Award-winning French author de Kerangal follows up The Cook with another title examining a young person committed to understanding craft. Paula Karst studies at the Institut de Peinture in Brussels but is less interested in eye-catching high-concept art than the focused skill it takes to render wood as wood. In the end, she works at Lascaux IV, a facsimile reproduction of the famous paleolithic cave art.

Lee, Andrea. Red Island House. Scribner. Mar. 2021. 288p. ISBN 9781982137809. $27. LITERARY

When her Italian husband builds her a grand house in Madagascar, African American professor Shay finds herself raising her children in paradise while acknowledging the tension between her entitled American upbringing and her African heritage. Author of the National Book Award–nominated memoir Russian Journal, former New Yorker staffer Lee returns with her first novel in 15 year (after Lost Hearts in Italy). With a 100,000-copy first printing.

Mbue, Imbolo. How Beautiful We Were. Random. Mar. 2021. 384p. ISBN 9780593132425. $28. lrg. prnt. CD. LITERARY

In this follow-up to the New York Times best-selling Behold the Dreamers, a PEN/Faulkner Award winner, the fictional African village of Kosawa is despoiled by pipeline spills from an American oil company. Clean-up and reparations promises are blithe and broken, so the villagers decide to fight back. Told from the perspective of the village’s embattled children and the family of the revolutionary girl Thule.

Supplied material –
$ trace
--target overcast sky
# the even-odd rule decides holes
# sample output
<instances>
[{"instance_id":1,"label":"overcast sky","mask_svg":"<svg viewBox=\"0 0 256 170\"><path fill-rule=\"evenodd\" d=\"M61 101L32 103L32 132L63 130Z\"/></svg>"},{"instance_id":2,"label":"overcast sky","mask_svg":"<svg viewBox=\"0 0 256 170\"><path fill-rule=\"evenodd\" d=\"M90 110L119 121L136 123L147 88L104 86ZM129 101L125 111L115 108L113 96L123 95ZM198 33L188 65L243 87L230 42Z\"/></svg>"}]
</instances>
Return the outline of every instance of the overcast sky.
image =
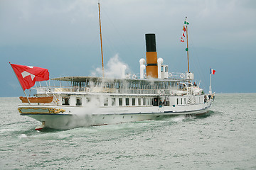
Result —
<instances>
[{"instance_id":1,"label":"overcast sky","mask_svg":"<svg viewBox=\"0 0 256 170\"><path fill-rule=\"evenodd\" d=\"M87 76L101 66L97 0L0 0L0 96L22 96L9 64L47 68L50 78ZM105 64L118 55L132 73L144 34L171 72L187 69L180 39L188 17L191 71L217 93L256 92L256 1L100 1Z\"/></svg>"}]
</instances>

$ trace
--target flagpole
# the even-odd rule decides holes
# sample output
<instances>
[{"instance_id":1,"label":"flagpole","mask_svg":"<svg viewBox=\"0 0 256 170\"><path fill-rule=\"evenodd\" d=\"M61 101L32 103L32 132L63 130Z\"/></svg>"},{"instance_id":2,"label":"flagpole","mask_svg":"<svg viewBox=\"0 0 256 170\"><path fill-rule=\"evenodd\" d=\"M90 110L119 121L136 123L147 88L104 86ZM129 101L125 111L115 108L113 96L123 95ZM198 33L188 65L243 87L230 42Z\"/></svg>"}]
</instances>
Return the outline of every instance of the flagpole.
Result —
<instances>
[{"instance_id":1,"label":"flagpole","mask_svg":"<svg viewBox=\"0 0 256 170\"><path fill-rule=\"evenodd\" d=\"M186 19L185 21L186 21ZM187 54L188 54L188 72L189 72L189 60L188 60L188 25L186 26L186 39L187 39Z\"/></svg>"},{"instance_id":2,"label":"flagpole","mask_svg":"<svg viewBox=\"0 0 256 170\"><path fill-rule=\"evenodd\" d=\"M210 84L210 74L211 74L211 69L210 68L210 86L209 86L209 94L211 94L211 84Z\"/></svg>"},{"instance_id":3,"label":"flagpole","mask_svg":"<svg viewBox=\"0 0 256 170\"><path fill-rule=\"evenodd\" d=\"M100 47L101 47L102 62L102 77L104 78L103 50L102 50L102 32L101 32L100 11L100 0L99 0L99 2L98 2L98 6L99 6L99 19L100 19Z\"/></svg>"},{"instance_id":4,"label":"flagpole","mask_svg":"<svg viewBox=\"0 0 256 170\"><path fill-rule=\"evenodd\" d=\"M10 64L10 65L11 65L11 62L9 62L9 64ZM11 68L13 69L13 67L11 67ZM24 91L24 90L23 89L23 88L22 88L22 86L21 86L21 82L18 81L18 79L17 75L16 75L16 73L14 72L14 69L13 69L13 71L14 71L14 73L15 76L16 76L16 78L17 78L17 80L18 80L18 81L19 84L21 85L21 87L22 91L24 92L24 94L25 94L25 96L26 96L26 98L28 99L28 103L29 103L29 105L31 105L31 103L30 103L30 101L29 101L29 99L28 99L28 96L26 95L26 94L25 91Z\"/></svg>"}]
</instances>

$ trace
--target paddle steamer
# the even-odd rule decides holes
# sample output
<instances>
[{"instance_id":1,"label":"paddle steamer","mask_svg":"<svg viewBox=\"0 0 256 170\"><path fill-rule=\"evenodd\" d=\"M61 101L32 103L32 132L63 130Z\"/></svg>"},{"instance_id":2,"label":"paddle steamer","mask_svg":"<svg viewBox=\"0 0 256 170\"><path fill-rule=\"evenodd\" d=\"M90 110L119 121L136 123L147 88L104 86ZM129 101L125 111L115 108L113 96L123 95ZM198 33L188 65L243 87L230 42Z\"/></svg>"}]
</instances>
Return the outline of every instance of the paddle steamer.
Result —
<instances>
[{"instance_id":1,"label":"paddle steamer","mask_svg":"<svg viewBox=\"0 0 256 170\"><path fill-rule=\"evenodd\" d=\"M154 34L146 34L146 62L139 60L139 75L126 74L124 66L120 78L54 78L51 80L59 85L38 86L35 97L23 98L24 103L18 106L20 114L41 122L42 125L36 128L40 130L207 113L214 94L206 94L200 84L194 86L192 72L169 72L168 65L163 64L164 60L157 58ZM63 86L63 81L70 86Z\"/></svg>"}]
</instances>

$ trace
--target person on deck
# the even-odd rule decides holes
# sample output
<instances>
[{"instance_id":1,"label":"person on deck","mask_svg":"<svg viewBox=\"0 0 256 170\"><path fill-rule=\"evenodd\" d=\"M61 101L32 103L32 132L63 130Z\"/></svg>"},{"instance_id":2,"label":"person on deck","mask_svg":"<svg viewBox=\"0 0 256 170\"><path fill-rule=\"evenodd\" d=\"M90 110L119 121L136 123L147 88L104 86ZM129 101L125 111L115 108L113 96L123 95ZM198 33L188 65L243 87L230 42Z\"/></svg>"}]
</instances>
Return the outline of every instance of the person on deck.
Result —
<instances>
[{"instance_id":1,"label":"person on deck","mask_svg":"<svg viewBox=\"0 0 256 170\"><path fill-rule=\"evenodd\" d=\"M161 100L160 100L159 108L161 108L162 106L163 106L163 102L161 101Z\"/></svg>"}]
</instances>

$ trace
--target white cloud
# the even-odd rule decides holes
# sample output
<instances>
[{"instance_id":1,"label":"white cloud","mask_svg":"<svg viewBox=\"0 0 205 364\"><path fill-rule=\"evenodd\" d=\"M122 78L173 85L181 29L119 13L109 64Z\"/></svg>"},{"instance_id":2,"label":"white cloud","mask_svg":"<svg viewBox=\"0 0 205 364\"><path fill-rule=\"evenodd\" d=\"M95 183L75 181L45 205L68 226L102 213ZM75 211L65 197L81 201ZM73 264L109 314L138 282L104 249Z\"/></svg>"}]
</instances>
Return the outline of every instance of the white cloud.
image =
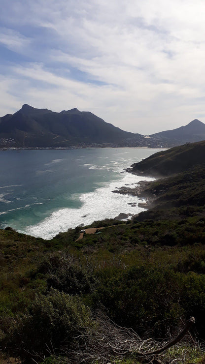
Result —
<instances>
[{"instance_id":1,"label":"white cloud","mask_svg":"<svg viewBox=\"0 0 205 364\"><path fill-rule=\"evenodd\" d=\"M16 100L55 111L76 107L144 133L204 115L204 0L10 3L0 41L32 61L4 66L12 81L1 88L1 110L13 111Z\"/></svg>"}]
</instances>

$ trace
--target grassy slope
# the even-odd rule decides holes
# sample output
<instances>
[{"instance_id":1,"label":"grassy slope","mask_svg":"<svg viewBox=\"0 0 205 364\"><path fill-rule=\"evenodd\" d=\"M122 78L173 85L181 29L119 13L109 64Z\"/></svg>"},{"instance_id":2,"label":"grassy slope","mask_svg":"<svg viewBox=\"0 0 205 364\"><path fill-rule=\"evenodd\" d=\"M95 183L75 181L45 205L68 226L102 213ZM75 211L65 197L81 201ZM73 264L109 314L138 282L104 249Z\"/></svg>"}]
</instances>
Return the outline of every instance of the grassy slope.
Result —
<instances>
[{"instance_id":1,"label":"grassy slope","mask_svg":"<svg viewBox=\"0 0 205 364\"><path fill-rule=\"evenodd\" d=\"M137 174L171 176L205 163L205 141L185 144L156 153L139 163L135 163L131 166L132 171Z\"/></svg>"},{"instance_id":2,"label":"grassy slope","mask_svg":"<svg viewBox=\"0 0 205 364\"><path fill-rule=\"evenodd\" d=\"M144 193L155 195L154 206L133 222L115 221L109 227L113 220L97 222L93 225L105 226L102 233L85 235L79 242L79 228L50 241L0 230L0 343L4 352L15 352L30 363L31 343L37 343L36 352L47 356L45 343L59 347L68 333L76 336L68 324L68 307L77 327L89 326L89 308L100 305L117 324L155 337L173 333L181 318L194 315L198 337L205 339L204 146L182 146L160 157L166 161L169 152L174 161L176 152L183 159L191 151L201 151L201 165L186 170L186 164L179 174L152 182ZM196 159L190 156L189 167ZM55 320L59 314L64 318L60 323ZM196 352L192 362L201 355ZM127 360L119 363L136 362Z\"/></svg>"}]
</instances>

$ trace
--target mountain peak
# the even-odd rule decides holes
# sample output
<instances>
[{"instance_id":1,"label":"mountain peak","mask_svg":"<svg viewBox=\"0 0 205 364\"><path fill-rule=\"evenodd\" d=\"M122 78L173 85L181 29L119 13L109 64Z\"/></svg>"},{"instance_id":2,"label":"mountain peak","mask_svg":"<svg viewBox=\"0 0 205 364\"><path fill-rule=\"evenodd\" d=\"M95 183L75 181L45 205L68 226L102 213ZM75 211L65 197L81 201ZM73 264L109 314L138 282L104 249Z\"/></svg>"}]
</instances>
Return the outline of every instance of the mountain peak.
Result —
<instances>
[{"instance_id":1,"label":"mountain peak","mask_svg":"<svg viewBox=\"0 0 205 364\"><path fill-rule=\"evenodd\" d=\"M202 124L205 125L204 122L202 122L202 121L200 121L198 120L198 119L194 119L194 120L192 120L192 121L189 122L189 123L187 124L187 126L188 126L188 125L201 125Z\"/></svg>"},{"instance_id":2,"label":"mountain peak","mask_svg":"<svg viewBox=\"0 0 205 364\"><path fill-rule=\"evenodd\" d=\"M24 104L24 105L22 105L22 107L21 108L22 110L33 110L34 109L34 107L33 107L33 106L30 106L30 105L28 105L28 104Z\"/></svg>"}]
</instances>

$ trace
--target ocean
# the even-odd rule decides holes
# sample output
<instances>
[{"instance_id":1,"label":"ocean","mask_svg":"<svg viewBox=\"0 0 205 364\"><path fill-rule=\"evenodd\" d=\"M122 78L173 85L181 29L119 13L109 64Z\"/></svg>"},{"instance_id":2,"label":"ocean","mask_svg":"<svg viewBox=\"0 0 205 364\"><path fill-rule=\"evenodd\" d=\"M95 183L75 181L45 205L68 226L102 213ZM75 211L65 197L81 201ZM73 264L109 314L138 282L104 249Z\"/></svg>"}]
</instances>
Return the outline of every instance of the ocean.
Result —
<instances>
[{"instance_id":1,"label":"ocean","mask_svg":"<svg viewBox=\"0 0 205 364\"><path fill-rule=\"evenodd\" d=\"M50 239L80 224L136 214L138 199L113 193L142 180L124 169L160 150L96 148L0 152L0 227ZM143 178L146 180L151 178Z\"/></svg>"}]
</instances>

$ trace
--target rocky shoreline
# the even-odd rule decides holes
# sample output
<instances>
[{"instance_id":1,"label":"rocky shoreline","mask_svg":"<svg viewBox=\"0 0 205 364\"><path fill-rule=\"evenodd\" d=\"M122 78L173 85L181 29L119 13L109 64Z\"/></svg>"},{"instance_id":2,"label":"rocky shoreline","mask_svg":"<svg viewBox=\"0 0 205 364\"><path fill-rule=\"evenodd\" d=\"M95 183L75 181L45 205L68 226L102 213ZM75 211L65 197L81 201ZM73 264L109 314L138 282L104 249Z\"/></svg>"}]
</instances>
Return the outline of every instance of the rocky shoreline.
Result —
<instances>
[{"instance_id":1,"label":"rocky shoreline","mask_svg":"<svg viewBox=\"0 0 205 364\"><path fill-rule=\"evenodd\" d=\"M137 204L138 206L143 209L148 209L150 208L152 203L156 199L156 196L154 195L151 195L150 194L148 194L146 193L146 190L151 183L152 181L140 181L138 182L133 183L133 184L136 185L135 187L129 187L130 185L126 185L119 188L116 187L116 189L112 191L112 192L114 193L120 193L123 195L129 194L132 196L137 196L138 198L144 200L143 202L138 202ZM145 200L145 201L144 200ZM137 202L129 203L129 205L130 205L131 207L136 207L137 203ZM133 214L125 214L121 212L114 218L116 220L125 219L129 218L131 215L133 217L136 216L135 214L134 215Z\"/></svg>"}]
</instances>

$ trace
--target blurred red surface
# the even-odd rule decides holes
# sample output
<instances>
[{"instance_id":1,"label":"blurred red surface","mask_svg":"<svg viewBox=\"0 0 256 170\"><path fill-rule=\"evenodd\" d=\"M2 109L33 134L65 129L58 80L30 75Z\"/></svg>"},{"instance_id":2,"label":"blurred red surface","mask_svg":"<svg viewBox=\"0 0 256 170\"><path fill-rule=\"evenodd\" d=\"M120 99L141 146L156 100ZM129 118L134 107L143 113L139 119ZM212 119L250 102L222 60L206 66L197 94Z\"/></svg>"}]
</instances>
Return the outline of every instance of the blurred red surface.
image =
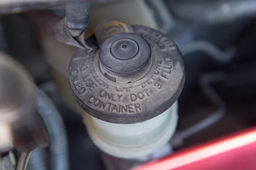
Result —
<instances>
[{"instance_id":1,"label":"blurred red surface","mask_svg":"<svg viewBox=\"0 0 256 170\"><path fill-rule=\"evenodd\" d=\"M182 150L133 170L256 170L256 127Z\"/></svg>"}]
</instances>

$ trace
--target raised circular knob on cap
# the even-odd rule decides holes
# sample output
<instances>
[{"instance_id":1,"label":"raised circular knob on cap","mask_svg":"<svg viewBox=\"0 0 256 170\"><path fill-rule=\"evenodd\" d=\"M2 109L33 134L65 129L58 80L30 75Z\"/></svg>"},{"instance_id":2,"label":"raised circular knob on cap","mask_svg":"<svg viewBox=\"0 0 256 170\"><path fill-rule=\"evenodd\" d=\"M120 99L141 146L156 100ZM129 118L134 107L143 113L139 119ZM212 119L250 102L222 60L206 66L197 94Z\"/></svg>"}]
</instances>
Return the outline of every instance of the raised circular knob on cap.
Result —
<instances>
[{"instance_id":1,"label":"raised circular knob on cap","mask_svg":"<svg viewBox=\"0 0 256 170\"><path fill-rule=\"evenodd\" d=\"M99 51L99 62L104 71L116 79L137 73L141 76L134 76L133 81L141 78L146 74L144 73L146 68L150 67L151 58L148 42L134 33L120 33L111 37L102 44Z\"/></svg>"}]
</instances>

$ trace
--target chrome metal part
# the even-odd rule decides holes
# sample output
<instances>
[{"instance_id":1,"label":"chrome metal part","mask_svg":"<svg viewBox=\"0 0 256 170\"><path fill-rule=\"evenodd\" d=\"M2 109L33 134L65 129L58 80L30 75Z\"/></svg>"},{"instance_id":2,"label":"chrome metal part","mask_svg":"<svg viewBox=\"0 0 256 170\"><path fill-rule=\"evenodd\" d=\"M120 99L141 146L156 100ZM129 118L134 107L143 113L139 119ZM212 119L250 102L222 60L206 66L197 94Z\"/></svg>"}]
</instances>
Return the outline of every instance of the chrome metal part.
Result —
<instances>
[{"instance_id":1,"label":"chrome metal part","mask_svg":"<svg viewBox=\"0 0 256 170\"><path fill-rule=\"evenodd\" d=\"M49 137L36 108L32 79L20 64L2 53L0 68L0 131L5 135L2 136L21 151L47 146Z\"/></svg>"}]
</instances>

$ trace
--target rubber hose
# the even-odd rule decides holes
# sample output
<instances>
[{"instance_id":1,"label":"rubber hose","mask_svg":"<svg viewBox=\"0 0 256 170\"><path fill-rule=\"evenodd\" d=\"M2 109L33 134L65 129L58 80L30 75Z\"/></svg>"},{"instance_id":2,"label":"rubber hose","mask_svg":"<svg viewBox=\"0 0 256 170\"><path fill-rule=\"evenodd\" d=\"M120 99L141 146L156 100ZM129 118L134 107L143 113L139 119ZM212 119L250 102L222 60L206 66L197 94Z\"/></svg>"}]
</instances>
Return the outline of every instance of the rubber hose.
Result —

Exercise aim – Extend the passage of previews of forthcoming novels, picking up right after its final sentence.

Answer to this problem –
Schell, Orville. My Old Home: A Novel of Exile. Pantheon. Mar. 2021. 624p. ISBN 9780593315811. 29.95. Downloadable. LITERARY

Director of the Center on U.S.‒China Relations at the Asia Society, distinguished China expert Schell turns to fiction for the first time as he explores Communist China in the first decades. In the early 1950s, Li Tongshu has just graduated from the San Francisco Conservatory of Music and sees little chance of launching a career in America. But he’s inspired by Mao’s call to build a new China and returns home with his fiancée, a Chinese American violinist. He’s in for a surprise.

Winter, Jessica. The Fourth Child. Harper. Mar. 2021. 352p. ISBN 9780062971555. $26.99. LITERARY

Having debuted with the well-regarded Break in Case of Emergency, New Yorker editor Winter returns with the story of Jane, committedly Catholic but pregnant in high school and raising three children by her early twenties. Eventually, she becomes involved with a local pro-life group, then adopts a difficult Eastern European child, which disrupts life with her family. With a 40,000-copy first printing.